(Work item)
Transcribe all the lines below exactly. Omit the pictures.

(Stored data)
^^^^

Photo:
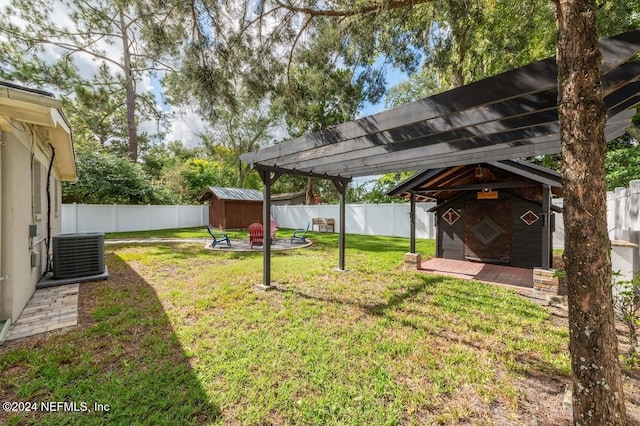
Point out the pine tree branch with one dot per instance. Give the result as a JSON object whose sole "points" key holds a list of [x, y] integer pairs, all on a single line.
{"points": [[373, 7]]}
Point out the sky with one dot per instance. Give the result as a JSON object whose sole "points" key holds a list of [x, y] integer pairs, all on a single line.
{"points": [[187, 123]]}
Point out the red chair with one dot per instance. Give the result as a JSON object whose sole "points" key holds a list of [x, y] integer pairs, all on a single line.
{"points": [[256, 234]]}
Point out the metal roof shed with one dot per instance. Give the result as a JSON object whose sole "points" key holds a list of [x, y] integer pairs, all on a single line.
{"points": [[233, 208], [507, 116], [494, 212]]}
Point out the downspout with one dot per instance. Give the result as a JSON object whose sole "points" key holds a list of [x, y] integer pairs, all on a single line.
{"points": [[4, 325], [49, 267]]}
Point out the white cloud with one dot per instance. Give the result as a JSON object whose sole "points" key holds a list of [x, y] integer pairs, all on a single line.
{"points": [[185, 127]]}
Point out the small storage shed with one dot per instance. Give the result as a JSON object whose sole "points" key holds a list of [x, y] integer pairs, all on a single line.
{"points": [[496, 212], [233, 208]]}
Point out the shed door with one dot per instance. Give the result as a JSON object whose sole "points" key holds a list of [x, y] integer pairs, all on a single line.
{"points": [[487, 231]]}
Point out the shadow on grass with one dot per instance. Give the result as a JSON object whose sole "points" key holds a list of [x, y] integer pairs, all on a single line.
{"points": [[124, 355], [464, 302]]}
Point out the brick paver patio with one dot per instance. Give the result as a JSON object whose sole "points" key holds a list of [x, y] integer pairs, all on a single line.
{"points": [[48, 309]]}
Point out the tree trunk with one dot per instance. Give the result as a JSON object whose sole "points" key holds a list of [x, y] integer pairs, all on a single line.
{"points": [[131, 92], [597, 384], [309, 192]]}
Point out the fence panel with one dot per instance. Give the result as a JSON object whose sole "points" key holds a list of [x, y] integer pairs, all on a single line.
{"points": [[120, 218], [366, 219], [623, 217]]}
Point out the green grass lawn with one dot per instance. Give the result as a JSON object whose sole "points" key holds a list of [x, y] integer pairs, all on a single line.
{"points": [[180, 335]]}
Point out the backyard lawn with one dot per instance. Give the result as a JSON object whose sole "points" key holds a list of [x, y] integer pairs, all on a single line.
{"points": [[180, 335]]}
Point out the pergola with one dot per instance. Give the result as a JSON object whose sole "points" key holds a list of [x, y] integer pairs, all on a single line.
{"points": [[507, 116]]}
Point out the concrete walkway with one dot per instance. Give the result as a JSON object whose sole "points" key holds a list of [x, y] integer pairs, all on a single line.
{"points": [[48, 309]]}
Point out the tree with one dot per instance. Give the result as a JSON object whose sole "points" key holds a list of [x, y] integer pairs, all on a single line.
{"points": [[370, 29], [238, 130], [105, 178], [107, 32], [320, 93], [598, 396]]}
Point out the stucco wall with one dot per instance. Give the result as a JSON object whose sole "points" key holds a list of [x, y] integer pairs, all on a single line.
{"points": [[17, 215]]}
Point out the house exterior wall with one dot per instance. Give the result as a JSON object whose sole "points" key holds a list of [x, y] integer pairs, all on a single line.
{"points": [[17, 214]]}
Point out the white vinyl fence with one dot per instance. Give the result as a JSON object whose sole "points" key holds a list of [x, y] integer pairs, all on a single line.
{"points": [[119, 218], [623, 217]]}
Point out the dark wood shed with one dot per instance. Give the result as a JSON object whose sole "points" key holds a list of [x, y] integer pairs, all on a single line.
{"points": [[233, 208], [496, 212]]}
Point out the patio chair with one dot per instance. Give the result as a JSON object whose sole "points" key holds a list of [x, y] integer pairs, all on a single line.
{"points": [[300, 234], [256, 234], [218, 237]]}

^^^^

(Worked solution)
Photo:
Point out the pine tree branch with one dot per instance. Give the result as a JSON object whose sole "points" key holds a list of [x, y] integer pairs, all on a single line.
{"points": [[373, 7]]}
Point out the sky with one dot per instance. Give the result as a JSON object whose sole "points" key holds a list of [x, y] integer pairs, all on a single line.
{"points": [[187, 123]]}
Point out the red chair with one dot per instance. Give the result as a JSON object whose sole "points" key holds a list of [x, y] integer pairs, all on a single line.
{"points": [[256, 234]]}
Point out the metal roof shed with one dot per instance. Give the result as a JSON object whose sole "points" key holds a list of [x, y] integer pairs, all on a single line.
{"points": [[233, 208], [507, 116], [494, 212]]}
Point out the downspout with one dot per instance. Give the result as a JSON object whose sole "points" key holds a list of [x, y] integer pairs, all on a single line.
{"points": [[4, 325], [49, 267]]}
Point out the white cloud with one dot per instance. Give the result as a JSON object whose sole "points" key holds a list of [x, y] integer pairs, all on a single line.
{"points": [[185, 127]]}
Point out the small storage shed with one dot per instance. Give the result as a JSON object whose sole "points" key holds a list of [x, y] integer pairs, all on a single line.
{"points": [[496, 212], [233, 208]]}
Point out the shed door with one dot per instance. Give the result as a JSON object whose sole "points" key holds a list of [x, y] integer pairs, all on a single line.
{"points": [[487, 231]]}
Point out the shadow on grass with one dot per instance. Give the result as a JSON object whose sole "points" key holds a list of [x, y] integer pairs, all on a single line.
{"points": [[124, 355], [464, 302]]}
Point out the brick paver patio with one dot per instance. Give the result as a JSON object whose sole "points" key holds a list of [x, y] integer pairs, all on a single line.
{"points": [[48, 309]]}
Point out the tree trunk with one dot per instance. Give the result as a JSON object whose sole "points" key holds a list of [x, y] integer pairs, all on a single line.
{"points": [[131, 92], [597, 384], [309, 192]]}
Point out the fence panel with one dot per instance. Give the result as a JSON object whose sole "points" key holds a list of [x, y] integer pairs, all on a single line.
{"points": [[120, 218], [366, 219], [623, 217]]}
Point out the green grass lawn with one dot per instance. Give the result as a JSON object whose sole "points" key holds a list of [x, y] integer pairs, all on a single line.
{"points": [[180, 335]]}
Point out the backyard lawn with one dot per instance. Give the result as a JSON object whose sole "points" key holds a list of [x, y] integer pairs, all on a single line.
{"points": [[180, 335]]}
Point out the pergola with one dot per instance. Give the result as a JSON object whose sole "points" key holds a list of [x, y] integer pairs, all on a single line.
{"points": [[507, 116]]}
Point out the concrete walkway with one dot per instance. Give the result as a JSON object whose sole "points" key holds a list of [x, y] integer pairs, all on a single line.
{"points": [[48, 309]]}
Point out the tree with one dot per instance. Give the result as a JSON object whose sole "points" key holds a list of [x, y] integer pairs, all on a single line.
{"points": [[370, 29], [238, 130], [105, 178], [107, 32], [320, 93], [598, 396]]}
Point out the stucco wall with one dot per instance. Give the result as a JSON object whose sole "points" key holds a list of [x, y] integer pairs, all on a single line.
{"points": [[17, 215]]}
Point out the house exterior wall with one dot per instance. Give the result as a JSON object whose sole "points" key holds a list of [x, y] integer pairs, all on a single line.
{"points": [[17, 214]]}
Point out the white vinyl fence with one dot per instance. Give the result as a JSON object whose sole "points" key holds a list of [x, y] integer pairs, all on a single line.
{"points": [[119, 218], [623, 217]]}
Point out the dark wood shed with one dot per instance. Give the result as a JSON object whose sole "points" key holds a list of [x, y] integer pairs, all on a single line.
{"points": [[233, 208], [496, 212]]}
Point out the patio chair with one dot per instance. Give the result as a JSON object whose sole "points" key holds a list of [x, y] integer pairs, all on a single line.
{"points": [[300, 234], [256, 234], [218, 237]]}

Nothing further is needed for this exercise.